Start Recorded information

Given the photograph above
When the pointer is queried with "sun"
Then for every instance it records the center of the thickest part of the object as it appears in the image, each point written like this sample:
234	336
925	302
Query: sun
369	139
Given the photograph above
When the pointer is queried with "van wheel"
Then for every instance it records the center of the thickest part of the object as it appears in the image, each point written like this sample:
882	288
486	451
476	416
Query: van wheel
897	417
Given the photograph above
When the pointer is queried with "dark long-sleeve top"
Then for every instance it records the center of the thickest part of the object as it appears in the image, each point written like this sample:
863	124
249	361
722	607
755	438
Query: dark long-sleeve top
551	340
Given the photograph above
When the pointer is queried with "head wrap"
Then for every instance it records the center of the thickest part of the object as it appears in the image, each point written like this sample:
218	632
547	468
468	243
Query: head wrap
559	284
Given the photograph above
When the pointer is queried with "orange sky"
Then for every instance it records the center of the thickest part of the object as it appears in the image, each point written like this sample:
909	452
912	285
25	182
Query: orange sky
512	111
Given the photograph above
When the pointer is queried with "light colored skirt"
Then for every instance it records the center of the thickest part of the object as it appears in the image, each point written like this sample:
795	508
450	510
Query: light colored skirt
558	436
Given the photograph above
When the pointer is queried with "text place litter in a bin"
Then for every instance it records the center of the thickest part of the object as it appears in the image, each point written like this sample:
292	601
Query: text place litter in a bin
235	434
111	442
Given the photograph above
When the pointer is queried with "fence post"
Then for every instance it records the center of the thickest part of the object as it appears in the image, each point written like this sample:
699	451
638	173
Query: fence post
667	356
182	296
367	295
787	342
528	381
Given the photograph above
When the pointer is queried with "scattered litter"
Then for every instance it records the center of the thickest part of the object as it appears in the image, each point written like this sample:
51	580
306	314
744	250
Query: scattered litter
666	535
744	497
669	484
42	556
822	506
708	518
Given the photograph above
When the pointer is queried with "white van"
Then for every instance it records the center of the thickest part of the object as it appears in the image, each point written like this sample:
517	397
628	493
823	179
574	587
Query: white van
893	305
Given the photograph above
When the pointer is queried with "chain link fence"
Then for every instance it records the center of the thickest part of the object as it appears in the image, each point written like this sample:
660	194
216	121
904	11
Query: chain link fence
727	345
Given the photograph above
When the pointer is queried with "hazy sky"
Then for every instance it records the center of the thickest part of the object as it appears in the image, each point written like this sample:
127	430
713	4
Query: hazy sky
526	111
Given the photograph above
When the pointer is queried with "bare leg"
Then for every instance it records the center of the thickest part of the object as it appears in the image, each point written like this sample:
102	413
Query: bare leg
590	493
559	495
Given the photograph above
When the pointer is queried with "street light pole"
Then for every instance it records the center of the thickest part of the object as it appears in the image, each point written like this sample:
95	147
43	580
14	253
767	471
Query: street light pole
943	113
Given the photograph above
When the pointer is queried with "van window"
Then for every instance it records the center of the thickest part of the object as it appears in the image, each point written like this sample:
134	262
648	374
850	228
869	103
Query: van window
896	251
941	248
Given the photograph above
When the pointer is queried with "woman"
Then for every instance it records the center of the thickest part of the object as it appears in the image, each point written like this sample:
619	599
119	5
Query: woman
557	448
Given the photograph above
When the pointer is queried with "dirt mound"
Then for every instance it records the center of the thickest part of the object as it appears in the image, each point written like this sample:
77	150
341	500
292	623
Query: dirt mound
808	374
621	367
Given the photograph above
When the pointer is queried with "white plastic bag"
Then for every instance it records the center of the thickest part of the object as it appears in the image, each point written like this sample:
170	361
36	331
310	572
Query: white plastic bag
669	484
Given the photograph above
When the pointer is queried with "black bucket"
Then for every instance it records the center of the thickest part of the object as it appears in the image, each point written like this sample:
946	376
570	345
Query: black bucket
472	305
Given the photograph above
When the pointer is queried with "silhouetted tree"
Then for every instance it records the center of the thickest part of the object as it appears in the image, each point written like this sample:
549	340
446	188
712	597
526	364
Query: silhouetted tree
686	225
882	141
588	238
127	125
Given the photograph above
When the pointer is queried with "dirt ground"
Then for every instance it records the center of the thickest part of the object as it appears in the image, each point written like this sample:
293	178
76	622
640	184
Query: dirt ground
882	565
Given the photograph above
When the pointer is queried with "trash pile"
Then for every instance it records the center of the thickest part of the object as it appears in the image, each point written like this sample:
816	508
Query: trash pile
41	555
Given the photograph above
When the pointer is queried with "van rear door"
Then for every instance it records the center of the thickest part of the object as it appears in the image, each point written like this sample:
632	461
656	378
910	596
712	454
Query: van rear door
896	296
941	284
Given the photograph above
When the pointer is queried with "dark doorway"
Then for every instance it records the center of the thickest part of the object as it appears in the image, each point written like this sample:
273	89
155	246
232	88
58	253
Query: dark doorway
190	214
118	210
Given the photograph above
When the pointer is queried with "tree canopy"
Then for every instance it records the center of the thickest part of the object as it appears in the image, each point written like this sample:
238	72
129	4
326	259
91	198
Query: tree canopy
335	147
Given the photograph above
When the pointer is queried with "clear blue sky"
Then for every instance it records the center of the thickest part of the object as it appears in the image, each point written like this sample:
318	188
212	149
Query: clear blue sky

End Recorded information

Your instructions: From the data above, extract every line in its exact form.

Solution to this task:
Given the photograph above
When the pointer is queried with "sun"
Then for every instance it records the center of the thickest part of the object as it appears in the image, each point written like this sample:
234	336
925	302
Query: sun
369	139
Given the photograph above
When the pointer is queried with "van wheel"
Then for every instance it records the center of the thickest part of the object as it appears in the image, each point written like this sample:
882	288
486	451
476	416
Query: van wheel
897	417
Given the photograph above
When the pointer is queried with "dark long-sleeve top"
Then for every instance it records the center of the thickest part of the object as it appears in the image, each point written like this sample:
863	124
249	361
722	607
755	438
Query: dark long-sleeve top
551	340
Given the photograph above
When the pointer is queried with "head wrap"
Then for every instance it records the center of the thickest part of the object as it appears in the image, each point written like this sample:
218	632
547	468
468	243
Query: head wrap
559	284
Given the photograph above
When the pointer is queried with "orange sky"
Then for every instance it records the center of the thickest part of the object as it appears in the image, each point written like this sample:
909	452
912	285
25	182
Query: orange sky
512	111
Given the photograph above
When the pointer is queried with "light colored skirt"
Then for every instance it records the center of the thickest part of the object as it appears in the image, each point written like this sample:
795	508
450	510
Query: light colored skirt
558	436
Given the photograph above
When the pointer is queried with "text place litter in a bin"
Then for every instance it records the center of the thickest part of the object as it appears in the image, each point written like this sample:
292	601
Query: text place litter in a bin
235	434
111	442
Given the photograph above
When the pointer is queried with "fence post"
Then for every instance it records the center of the thickest part of the object as it appears in the image, each point written like this sample:
699	451
638	173
Query: fence post
667	356
182	296
367	295
787	342
528	381
Given the photograph above
When the pointer is queried with "scattered litter"
Then for every instance it records the center of the thickest part of the object as it appears in the image, each point written like this sample:
51	580
306	314
744	250
Query: scattered litter
666	535
744	497
669	484
42	556
822	506
708	518
Given the photograph above
When the pointer is queried with "white van"
Then for every instance it records the center of the thickest part of the object as it appears in the image, each point written like this sample:
517	397
628	493
823	179
574	587
Query: white van
893	305
Given the photograph above
When the pointer is queried with "chain link fence"
Then for every instance it records the center of the thickest part of the object as it appears in the image, each point written like this sample:
660	194
216	121
904	11
Query: chain link fence
727	345
Given the photograph above
When the pointer is queried with "hazy sky"
Then for every instance it records the center of the thickest part of the object as it appears in the image, each point written like this sample:
127	430
713	4
Query: hazy sky
526	111
Given the photograph above
When the pointer is queried with "bare leg"
Then for every instance it records the center of the thickest part of the object as it appears in the image, each point written like this sample:
102	413
Query: bare leg
590	493
559	495
Given the photograph above
When the pointer is queried with "street light pole"
Then for every instance it records the center of the thickest part of the object as it appears in the image, each point written like this sample:
95	147
43	580
14	253
767	471
Query: street light pole
943	113
Given the photograph above
When the pointer is queried with "van window"
Then for every instance it records the center of the thickest part of the object as it appears in the image, each point written like this sample:
134	262
648	374
850	228
869	103
Query: van window
896	251
941	248
Given the photograph above
When the pointer is queried with "woman"
Then for every instance it records the center of the thickest part of the object as it appears in the image, each point written like this sample:
619	599
119	5
Query: woman
557	448
Given the photograph above
When the pointer is queried with "dirt mound"
Then for every instance it records the center of the thickest part of the object as it appears in the image, each point written like this sample:
77	150
341	500
292	623
Query: dirt mound
808	374
621	367
Given the photograph above
When the pointer is queried with "white plastic bag"
Then for every instance it records the center of the thickest part of the object as it appears in the image, each point written like this sample:
170	361
36	331
310	572
Query: white plastic bag
669	484
Given the photograph above
When the pointer is queried with "black bucket"
Then for every instance it records the center of the thickest part of the object as it appears in the image, each point written like this sample:
946	376
570	345
Query: black bucket
472	305
Given the photograph above
When the pointer is queried with "silhouetted tree"
Then for every instance it records the center of the thickest part of the object as it appears in the image, each point written like this sample:
549	340
446	188
712	597
526	364
Query: silhouetted tree
686	225
882	141
588	238
127	125
Given the photograph above
When the pointer is queried with "dirt ground"
Then for every instance it records the center of the thickest part of the object as it appears in the image, each point written like this sample:
293	178
76	622
640	184
Query: dirt ground
882	565
Given the photograph above
When the pointer is queried with "trash pile"
Then for every instance it records the center of the thickest part of the object as it appears in the image, each point written like this sample:
816	508
Query: trash pile
41	555
Given the photograph above
When the pointer is queried with "van rear door"
Then for every instance it records the center of the thickest part of the object as it appears in the image, each point written like this sample:
632	461
656	378
910	596
712	454
Query: van rear door
896	296
941	284
Given the photograph above
When the pointer is queried with "dark doorway"
Then for every instance it records the center of the thickest part of the object as it appears in the image, each point written like this sample:
273	89
155	246
232	88
58	253
Query: dark doorway
190	214
118	210
Given the photograph above
When the pointer is queried with "tree canopy"
Then for every instance it records the center of the thickest part of the object as it appears in the image, each point written like this sample:
238	72
129	4
326	259
91	198
Query: tree canopy
335	147
Given the photograph above
When the pointer is queried with "clear blue sky"
Then for every instance it records the center of the thickest part of the object as it appears in the image, each point written like this sample:
318	188
212	149
Query: clear blue sky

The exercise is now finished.